Description of the task » In the stretch of records from the line containing "the white apple" through the line containing "[(726, 460)]", please change "keypoint" to "marker". Return only those lines, with nothing else altered.

Raw records »

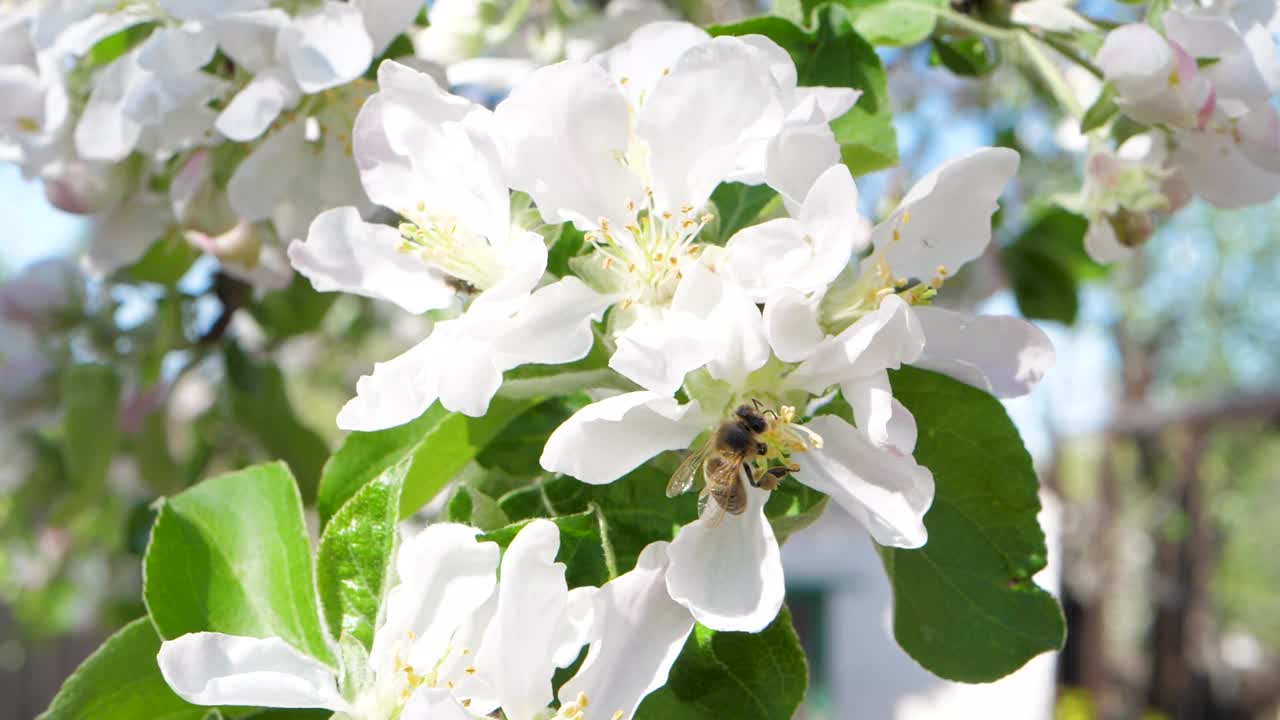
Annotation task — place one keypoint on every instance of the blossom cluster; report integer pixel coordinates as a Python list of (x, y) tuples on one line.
[(1206, 82), (627, 146), (456, 642), (192, 121)]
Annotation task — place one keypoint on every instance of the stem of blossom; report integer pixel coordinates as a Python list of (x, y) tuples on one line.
[(611, 560), (965, 22), (1050, 72), (510, 22), (1069, 53), (1010, 33)]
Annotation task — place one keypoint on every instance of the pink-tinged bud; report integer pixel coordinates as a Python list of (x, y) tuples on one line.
[(1206, 112), (1104, 168), (138, 405), (238, 246), (85, 188), (1132, 228), (22, 377), (1178, 190), (42, 295)]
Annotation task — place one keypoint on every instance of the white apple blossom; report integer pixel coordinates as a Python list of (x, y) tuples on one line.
[(630, 146), (730, 573), (1211, 87), (1123, 190), (457, 643), (33, 118), (314, 146), (1054, 16), (432, 158), (809, 340)]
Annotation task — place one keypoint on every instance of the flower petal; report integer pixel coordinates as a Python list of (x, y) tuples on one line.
[(945, 219), (565, 130), (1137, 60), (791, 326), (218, 669), (177, 50), (1006, 356), (327, 46), (717, 100), (734, 326), (608, 438), (256, 106), (1221, 172), (728, 575), (553, 326), (421, 149), (434, 703), (808, 253), (1260, 137), (394, 392), (467, 374), (886, 422), (658, 354), (344, 254), (519, 651), (640, 62), (888, 493), (1101, 242), (123, 236), (105, 131), (640, 629), (580, 625), (880, 341), (444, 575)]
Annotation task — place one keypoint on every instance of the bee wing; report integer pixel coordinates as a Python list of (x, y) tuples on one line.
[(708, 510), (682, 478), (725, 478)]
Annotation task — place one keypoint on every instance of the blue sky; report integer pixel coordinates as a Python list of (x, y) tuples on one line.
[(30, 226)]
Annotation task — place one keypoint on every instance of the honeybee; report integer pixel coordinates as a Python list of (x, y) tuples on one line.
[(726, 460)]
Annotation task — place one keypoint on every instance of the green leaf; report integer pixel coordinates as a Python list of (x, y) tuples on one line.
[(1046, 264), (260, 402), (794, 507), (91, 397), (739, 205), (964, 605), (122, 682), (292, 311), (440, 443), (581, 550), (118, 44), (1102, 110), (519, 449), (739, 675), (471, 506), (865, 132), (231, 555), (567, 245), (836, 55), (635, 509), (164, 263), (355, 555), (894, 22), (968, 57)]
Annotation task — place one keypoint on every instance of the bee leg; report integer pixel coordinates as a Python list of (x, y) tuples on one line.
[(773, 477)]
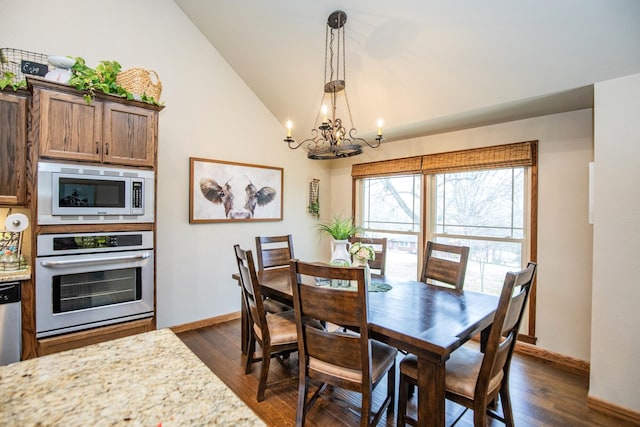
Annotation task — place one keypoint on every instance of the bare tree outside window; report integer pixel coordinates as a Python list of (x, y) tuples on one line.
[(485, 211)]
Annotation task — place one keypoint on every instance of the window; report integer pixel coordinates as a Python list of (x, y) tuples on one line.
[(390, 207), (485, 211), (484, 198)]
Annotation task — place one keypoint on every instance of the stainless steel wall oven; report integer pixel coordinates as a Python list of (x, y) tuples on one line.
[(87, 280)]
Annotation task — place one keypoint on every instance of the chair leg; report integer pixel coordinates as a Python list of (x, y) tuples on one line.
[(403, 397), (507, 411), (264, 373), (365, 411), (480, 413), (251, 349), (301, 412), (391, 388)]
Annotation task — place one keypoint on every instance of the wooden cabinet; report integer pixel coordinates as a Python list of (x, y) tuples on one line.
[(123, 133), (13, 147)]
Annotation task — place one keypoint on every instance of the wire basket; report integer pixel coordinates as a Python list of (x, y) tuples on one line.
[(22, 62), (10, 257), (139, 81)]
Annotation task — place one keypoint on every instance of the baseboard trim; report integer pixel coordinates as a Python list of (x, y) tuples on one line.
[(612, 409), (205, 322), (554, 359)]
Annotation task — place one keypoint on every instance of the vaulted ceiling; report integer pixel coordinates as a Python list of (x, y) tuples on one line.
[(426, 66)]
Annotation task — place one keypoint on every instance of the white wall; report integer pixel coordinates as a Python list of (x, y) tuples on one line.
[(209, 113), (564, 234), (615, 342)]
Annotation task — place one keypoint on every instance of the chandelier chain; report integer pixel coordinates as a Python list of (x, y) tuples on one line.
[(330, 139)]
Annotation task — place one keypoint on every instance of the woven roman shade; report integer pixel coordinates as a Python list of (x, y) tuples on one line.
[(496, 157), (407, 165)]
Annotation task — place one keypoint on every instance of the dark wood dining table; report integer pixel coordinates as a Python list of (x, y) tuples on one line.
[(427, 320)]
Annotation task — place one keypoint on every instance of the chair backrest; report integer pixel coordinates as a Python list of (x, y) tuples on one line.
[(251, 290), (347, 352), (506, 323), (379, 245), (445, 263), (274, 251)]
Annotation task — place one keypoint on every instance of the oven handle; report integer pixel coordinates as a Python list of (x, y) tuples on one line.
[(66, 263)]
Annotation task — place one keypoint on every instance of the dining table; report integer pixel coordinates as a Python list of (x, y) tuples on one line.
[(427, 320)]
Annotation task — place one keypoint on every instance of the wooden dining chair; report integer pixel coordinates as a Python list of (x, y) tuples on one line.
[(274, 252), (275, 332), (445, 264), (342, 359), (379, 245), (475, 379)]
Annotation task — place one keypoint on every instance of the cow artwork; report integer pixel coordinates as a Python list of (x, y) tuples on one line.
[(218, 194), (224, 191)]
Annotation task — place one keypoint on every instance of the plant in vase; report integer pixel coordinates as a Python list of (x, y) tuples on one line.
[(362, 253), (340, 229)]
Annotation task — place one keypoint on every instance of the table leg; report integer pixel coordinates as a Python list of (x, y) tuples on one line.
[(431, 407)]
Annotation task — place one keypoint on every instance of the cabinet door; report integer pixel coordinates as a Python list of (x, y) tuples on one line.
[(13, 147), (69, 127), (129, 135)]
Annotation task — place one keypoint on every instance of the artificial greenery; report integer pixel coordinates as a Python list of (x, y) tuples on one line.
[(340, 228), (103, 79), (362, 251), (7, 80)]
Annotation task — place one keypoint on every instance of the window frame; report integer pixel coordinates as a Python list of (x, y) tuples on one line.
[(491, 157)]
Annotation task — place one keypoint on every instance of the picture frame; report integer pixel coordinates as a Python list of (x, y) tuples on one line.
[(222, 191)]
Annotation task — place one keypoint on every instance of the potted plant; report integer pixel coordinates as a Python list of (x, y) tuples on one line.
[(340, 229), (362, 253)]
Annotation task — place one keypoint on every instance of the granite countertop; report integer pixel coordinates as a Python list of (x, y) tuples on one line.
[(149, 379), (15, 275)]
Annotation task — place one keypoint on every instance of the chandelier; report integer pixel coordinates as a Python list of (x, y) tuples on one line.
[(330, 139)]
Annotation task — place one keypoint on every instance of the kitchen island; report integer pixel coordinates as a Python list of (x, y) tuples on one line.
[(149, 379)]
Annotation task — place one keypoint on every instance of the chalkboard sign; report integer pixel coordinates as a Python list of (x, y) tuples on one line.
[(33, 68)]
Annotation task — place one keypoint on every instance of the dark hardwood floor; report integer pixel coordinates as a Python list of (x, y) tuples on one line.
[(542, 395)]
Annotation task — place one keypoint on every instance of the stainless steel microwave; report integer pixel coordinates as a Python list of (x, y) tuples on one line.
[(86, 194)]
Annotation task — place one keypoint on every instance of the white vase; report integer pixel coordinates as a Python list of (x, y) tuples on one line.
[(361, 262), (340, 253)]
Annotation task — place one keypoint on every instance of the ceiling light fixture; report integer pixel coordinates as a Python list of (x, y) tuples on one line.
[(330, 140)]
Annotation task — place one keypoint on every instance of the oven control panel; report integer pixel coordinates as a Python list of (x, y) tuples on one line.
[(61, 244)]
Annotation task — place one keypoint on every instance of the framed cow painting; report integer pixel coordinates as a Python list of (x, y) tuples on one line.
[(222, 191)]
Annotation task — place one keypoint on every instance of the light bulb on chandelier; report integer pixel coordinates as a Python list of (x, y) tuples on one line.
[(330, 140)]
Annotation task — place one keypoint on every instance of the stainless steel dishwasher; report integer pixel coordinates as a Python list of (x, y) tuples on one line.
[(10, 323)]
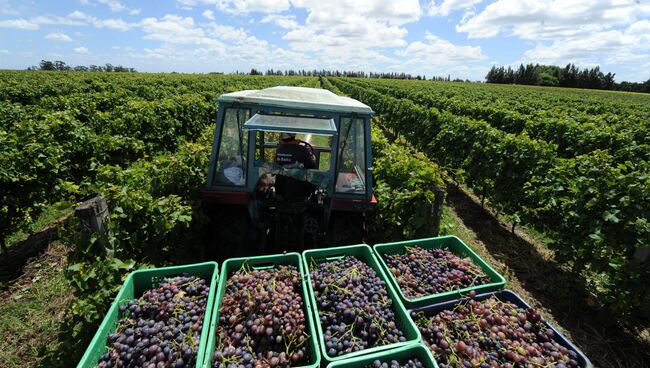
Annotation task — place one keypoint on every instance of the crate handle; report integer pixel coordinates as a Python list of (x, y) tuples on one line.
[(331, 258), (264, 266)]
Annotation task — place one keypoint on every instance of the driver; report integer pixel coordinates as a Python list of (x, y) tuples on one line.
[(291, 151)]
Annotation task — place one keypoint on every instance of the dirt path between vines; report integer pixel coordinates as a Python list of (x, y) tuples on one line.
[(13, 263), (531, 272)]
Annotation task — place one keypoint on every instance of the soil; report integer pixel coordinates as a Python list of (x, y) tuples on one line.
[(606, 342)]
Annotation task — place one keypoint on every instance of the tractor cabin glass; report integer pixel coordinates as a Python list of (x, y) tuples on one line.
[(233, 149), (351, 167)]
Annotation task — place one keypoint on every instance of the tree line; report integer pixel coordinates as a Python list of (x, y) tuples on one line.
[(569, 76), (344, 73), (62, 66)]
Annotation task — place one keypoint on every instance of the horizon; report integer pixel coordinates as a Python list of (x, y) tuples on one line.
[(461, 38)]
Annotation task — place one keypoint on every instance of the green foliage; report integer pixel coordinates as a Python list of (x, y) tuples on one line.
[(155, 205), (56, 128), (404, 184), (593, 205)]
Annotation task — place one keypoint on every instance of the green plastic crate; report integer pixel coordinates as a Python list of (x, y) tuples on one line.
[(453, 244), (135, 285), (400, 354), (364, 253), (262, 262)]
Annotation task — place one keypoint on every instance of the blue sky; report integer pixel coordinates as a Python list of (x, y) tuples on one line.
[(463, 38)]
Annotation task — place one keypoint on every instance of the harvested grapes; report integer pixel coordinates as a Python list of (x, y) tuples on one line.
[(261, 320), (160, 329), (354, 308), (492, 333), (410, 363), (422, 272)]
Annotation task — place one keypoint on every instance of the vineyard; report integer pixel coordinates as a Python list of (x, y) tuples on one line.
[(571, 165)]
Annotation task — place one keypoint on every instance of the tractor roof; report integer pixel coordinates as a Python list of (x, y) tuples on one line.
[(298, 98)]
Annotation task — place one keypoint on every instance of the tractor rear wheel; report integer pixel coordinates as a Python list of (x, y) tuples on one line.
[(227, 232)]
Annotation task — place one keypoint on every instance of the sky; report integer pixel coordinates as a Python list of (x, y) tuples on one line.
[(461, 38)]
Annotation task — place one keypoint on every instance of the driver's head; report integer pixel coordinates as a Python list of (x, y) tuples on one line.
[(285, 137)]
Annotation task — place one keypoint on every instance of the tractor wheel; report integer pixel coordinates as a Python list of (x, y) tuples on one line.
[(227, 233), (347, 228)]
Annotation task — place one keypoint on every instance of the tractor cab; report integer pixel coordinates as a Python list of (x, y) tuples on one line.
[(290, 168)]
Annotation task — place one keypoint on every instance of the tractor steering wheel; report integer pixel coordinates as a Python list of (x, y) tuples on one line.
[(309, 147)]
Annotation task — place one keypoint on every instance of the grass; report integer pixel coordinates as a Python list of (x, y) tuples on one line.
[(32, 310), (50, 214)]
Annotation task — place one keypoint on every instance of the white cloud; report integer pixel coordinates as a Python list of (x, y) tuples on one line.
[(8, 9), (352, 34), (283, 21), (116, 6), (227, 33), (448, 6), (209, 14), (115, 24), (250, 6), (439, 51), (58, 36), (80, 50), (19, 24), (549, 19), (629, 46), (76, 18), (176, 30)]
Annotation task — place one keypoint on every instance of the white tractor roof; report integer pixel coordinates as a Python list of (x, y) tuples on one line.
[(298, 98)]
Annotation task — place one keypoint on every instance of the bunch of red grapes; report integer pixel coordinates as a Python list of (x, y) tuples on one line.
[(354, 308), (492, 333), (262, 321), (162, 328), (422, 272), (409, 363)]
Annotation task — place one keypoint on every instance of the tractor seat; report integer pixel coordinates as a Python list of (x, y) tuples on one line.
[(293, 189)]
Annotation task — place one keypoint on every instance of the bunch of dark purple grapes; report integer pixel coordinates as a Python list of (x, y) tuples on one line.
[(162, 328), (261, 320), (353, 306), (421, 272), (490, 334), (410, 363)]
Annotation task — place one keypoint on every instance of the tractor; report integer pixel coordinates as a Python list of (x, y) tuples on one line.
[(258, 204)]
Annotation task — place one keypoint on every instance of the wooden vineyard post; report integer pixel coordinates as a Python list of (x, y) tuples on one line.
[(93, 217), (438, 202)]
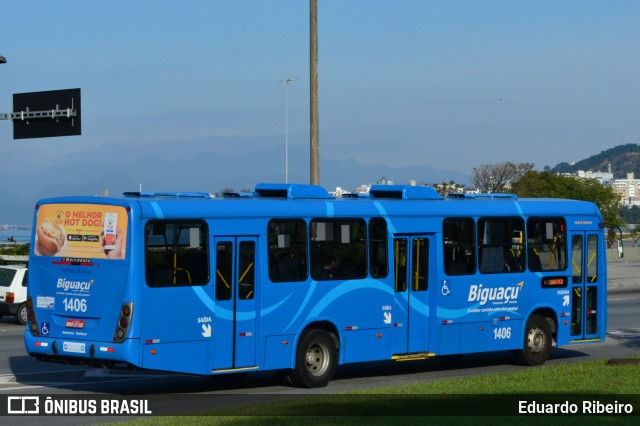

Correct response »
Annotation task — place one marker on every instance of the white apple blossom; report integer pixel coordinates as a Python list of (x, y) tuples on one line.
[(630, 146), (730, 573), (1211, 87), (1123, 190), (457, 643), (33, 118), (314, 146), (1054, 16), (432, 158), (809, 340)]
Annotation task — place one marker on every instance of the flower petal; report integer pixel coordinates as a Python list of (x, y) tuples on one line.
[(945, 219), (565, 130), (1137, 60), (791, 326), (218, 669), (177, 50), (1006, 356), (327, 46), (717, 100), (734, 326), (608, 438), (256, 106), (1221, 172), (728, 575), (553, 326), (421, 149), (434, 703), (808, 253), (1260, 137), (394, 392), (467, 374), (886, 422), (658, 354), (344, 254), (519, 651), (640, 62), (888, 493), (1101, 242), (123, 236), (105, 131), (640, 629), (580, 625), (880, 341), (444, 575)]
Annotation task — place one marker on every instance of the bee wing; report integer pixel coordinates as a Python list of (x, y) tuples on one line.
[(708, 510), (682, 478), (725, 478)]
Annotation task — place one marker on every instance of the blue sky; report integer pixel coordinates as a Python list of (x, y) tuples on one line.
[(30, 226)]
Annotation task — place one marker on every instance of the honeybee; report integer pixel coordinates as a Python list of (x, y) tuples on one line.
[(726, 460)]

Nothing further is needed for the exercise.